**What to produce:** Make an exact copy of the records below, leaving every image out.

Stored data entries
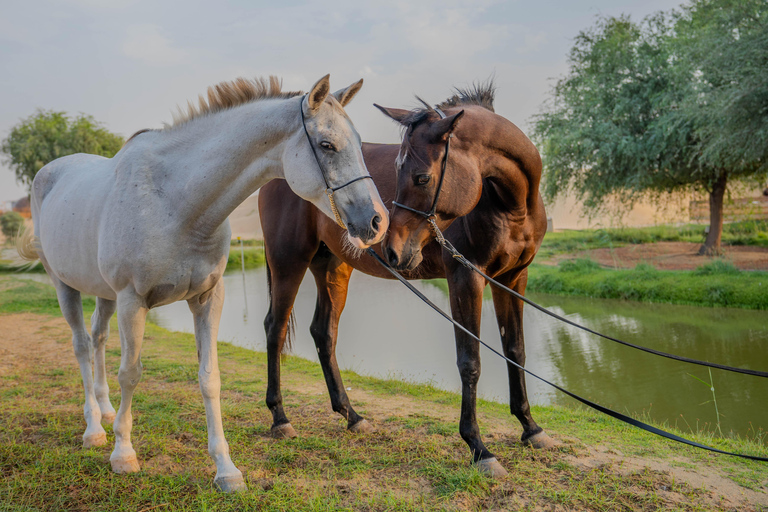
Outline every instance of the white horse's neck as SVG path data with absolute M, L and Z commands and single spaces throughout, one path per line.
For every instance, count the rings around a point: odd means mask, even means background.
M 286 143 L 300 129 L 301 100 L 260 100 L 153 133 L 157 160 L 144 172 L 166 191 L 182 230 L 212 235 L 259 187 L 283 177 Z

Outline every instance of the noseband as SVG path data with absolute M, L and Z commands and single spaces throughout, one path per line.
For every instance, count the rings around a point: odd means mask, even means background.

**Task solution:**
Outline every instance of the white horse's neck as SVG path data with absolute M, L and Z commands and single spaces throughout, one path per line.
For every instance, count the rings around a point: odd means mask, even means background.
M 286 143 L 300 129 L 301 100 L 260 100 L 153 133 L 157 160 L 144 172 L 166 191 L 182 230 L 212 235 L 259 187 L 283 177 Z

Outline every instance of the noseband as SVG path data with absolute M, L and Z commands and single spaces throughout, one path per line.
For every instance, count the rings around a point: odd means mask, even means background.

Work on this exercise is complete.